___ Records to process ___
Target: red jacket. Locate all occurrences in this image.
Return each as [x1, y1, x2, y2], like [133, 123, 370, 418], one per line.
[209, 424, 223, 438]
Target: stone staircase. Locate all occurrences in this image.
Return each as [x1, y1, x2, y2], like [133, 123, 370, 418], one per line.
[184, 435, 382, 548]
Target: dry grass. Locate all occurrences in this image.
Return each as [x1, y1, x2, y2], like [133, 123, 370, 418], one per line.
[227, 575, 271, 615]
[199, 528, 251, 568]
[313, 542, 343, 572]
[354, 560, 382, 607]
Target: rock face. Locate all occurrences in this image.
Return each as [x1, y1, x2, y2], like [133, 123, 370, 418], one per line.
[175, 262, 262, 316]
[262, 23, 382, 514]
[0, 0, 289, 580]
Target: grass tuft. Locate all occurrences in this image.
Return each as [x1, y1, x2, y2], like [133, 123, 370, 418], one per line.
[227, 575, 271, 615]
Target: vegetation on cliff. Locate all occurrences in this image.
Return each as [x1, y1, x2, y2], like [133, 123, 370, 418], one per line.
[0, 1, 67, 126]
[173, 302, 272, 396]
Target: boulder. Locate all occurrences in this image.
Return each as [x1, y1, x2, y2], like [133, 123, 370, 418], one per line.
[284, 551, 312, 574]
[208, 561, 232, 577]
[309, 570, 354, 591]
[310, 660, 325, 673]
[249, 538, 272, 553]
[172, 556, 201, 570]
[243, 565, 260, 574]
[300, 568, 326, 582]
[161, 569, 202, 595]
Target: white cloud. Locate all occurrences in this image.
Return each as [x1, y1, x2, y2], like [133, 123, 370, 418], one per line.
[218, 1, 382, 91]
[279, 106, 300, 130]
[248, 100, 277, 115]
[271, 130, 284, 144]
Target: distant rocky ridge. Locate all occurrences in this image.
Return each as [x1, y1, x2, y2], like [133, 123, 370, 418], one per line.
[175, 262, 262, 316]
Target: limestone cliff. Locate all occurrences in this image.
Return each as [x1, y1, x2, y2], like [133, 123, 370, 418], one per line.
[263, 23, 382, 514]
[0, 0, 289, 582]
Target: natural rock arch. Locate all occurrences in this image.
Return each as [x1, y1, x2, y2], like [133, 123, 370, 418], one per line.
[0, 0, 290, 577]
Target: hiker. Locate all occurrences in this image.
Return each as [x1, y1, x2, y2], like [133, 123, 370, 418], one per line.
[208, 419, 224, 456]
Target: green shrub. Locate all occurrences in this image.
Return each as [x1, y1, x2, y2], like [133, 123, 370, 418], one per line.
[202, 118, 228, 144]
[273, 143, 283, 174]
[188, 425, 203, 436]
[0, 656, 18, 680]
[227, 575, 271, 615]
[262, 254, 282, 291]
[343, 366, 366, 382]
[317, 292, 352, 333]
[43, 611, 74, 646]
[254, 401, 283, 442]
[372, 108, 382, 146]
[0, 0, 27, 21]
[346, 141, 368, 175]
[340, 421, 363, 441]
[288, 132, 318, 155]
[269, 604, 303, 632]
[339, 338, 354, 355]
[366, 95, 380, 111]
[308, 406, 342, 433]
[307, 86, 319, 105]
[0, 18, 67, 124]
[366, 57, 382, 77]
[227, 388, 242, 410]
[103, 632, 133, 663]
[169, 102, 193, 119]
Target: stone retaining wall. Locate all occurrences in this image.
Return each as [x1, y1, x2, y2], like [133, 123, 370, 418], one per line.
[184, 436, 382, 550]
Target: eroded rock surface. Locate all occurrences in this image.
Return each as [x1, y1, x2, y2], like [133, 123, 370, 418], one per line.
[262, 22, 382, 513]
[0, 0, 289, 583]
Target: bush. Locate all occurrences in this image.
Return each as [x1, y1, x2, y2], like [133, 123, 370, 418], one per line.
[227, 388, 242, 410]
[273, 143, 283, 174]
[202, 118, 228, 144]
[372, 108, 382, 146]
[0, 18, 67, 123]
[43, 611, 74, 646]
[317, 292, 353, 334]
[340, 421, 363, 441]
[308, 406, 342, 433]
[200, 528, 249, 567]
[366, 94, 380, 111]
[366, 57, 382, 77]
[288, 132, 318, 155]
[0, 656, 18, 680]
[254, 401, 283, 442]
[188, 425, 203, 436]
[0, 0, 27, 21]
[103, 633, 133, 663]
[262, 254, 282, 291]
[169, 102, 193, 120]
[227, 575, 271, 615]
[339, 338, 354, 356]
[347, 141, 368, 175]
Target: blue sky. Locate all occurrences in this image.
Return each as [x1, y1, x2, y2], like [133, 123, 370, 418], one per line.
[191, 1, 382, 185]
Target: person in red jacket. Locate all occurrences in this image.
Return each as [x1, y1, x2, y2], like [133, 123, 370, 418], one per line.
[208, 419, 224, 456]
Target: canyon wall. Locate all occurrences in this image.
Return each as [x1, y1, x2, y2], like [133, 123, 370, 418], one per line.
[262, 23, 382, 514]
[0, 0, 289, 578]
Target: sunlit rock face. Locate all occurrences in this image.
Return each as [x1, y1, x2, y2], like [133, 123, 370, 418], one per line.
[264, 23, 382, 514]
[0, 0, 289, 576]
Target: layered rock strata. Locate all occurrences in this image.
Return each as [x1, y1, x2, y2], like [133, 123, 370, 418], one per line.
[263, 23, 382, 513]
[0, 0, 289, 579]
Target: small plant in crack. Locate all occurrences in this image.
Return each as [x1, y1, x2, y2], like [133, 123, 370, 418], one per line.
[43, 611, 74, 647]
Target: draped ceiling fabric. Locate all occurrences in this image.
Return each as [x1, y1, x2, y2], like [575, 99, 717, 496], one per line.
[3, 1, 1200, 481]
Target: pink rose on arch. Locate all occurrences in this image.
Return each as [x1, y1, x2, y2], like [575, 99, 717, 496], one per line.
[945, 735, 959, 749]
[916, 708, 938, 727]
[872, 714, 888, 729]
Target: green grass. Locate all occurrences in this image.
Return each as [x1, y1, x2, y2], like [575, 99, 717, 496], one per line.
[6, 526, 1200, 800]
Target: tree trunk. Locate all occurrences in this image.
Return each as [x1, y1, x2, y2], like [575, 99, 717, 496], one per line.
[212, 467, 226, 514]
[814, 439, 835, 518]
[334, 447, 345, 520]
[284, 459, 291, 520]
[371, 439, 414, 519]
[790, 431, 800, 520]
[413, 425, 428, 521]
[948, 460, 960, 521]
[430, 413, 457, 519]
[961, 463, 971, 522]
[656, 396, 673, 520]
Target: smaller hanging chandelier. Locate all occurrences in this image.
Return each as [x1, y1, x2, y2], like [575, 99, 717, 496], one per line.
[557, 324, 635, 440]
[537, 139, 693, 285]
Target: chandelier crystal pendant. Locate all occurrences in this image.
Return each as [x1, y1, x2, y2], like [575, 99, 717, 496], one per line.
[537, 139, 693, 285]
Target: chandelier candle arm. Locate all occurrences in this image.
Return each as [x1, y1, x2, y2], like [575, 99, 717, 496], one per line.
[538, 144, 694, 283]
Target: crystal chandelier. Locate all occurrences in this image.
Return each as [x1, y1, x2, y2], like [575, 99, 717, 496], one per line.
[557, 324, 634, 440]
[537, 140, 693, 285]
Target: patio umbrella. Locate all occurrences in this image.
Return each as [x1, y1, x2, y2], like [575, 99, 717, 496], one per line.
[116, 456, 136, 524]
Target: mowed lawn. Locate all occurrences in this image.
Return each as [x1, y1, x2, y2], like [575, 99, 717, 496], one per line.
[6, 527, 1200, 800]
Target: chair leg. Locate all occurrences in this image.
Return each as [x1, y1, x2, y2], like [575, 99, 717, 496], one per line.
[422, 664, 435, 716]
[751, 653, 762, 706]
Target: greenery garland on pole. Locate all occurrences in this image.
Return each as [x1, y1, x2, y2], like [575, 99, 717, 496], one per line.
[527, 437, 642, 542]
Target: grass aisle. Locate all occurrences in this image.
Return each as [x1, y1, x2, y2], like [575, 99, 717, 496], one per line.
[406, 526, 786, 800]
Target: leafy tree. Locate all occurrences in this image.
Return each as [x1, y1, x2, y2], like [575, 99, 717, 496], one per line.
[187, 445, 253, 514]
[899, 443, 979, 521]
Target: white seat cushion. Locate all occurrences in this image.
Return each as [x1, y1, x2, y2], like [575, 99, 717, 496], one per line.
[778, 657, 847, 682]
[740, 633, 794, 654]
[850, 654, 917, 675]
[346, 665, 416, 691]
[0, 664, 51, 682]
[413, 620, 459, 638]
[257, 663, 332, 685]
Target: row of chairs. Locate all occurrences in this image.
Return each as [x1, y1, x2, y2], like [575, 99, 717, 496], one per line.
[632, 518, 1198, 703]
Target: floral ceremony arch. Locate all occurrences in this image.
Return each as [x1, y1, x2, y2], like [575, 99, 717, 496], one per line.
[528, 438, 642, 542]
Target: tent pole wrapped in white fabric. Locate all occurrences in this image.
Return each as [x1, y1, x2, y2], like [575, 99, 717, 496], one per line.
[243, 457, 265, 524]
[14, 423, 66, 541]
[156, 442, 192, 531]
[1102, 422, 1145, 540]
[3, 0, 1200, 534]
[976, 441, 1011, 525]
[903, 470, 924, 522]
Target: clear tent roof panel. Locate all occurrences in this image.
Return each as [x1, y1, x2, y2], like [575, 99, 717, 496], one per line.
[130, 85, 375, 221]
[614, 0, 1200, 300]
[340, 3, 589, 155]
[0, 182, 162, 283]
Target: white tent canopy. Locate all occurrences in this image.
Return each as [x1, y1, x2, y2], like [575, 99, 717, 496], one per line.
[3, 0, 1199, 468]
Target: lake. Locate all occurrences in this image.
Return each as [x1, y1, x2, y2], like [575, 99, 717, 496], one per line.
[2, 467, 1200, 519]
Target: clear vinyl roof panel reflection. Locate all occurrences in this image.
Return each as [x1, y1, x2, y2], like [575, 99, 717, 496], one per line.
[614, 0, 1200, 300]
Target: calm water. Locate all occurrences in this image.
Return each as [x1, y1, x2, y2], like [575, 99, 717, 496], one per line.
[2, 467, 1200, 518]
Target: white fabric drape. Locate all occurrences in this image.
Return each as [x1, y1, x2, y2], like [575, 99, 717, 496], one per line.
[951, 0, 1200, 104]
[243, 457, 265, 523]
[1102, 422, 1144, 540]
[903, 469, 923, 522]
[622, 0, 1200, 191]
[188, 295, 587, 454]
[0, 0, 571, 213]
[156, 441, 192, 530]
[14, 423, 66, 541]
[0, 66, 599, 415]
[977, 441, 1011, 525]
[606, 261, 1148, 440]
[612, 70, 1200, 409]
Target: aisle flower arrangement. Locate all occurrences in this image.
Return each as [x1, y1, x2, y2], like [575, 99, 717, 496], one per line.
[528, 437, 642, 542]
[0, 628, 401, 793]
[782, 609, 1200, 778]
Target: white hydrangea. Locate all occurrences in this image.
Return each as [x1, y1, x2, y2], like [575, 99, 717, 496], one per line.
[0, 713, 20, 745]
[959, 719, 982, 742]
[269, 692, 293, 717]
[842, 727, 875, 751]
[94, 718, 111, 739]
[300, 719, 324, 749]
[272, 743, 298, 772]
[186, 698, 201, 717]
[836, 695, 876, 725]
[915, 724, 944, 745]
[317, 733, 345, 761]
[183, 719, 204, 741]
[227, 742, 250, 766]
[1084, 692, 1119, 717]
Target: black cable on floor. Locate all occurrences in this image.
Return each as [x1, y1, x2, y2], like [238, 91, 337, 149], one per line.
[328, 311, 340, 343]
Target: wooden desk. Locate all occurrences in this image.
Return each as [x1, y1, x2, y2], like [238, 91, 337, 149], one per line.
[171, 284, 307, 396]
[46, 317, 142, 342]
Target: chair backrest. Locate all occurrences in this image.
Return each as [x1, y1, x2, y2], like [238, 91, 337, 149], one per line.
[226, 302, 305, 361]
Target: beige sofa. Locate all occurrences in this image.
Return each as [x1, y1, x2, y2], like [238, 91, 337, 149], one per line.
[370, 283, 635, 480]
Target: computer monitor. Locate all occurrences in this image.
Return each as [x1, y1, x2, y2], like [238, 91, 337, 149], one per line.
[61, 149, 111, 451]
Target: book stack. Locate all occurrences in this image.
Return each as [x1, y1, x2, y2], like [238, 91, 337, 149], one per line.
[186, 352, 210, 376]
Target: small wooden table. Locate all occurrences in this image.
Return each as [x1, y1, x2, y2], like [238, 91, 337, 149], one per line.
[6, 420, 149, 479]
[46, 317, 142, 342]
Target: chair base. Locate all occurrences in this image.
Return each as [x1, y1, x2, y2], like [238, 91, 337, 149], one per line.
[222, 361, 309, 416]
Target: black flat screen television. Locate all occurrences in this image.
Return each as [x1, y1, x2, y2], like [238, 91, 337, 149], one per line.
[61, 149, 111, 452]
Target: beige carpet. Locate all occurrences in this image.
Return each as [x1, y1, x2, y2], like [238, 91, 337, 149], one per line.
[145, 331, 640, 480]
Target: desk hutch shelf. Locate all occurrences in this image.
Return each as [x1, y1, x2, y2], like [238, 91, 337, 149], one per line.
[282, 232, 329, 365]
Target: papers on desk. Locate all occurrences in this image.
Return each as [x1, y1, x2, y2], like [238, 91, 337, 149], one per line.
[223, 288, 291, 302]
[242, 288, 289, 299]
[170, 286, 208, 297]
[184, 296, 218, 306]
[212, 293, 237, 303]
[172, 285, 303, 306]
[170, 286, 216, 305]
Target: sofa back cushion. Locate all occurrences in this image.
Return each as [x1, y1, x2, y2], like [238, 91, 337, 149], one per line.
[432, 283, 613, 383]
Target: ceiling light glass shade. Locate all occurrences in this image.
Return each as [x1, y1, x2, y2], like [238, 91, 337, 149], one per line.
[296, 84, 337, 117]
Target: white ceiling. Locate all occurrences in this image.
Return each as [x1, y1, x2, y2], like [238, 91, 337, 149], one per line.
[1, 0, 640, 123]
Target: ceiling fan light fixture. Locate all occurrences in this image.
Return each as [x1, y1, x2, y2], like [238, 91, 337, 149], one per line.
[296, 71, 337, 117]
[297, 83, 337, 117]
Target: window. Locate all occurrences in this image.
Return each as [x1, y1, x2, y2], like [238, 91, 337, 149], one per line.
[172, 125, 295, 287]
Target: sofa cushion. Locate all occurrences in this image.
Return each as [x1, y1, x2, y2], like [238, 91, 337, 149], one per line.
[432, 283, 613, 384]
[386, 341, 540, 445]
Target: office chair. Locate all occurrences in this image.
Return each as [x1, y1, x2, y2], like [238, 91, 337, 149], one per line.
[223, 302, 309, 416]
___
### Work to be completed
Filter the records down to the lines containing the word "panel", and copy those.

### Result below
Target: clear tent roof panel. Locate all occurrences in this image.
Target: clear vinyl roof panel reflection. Locate all occurrences in this image.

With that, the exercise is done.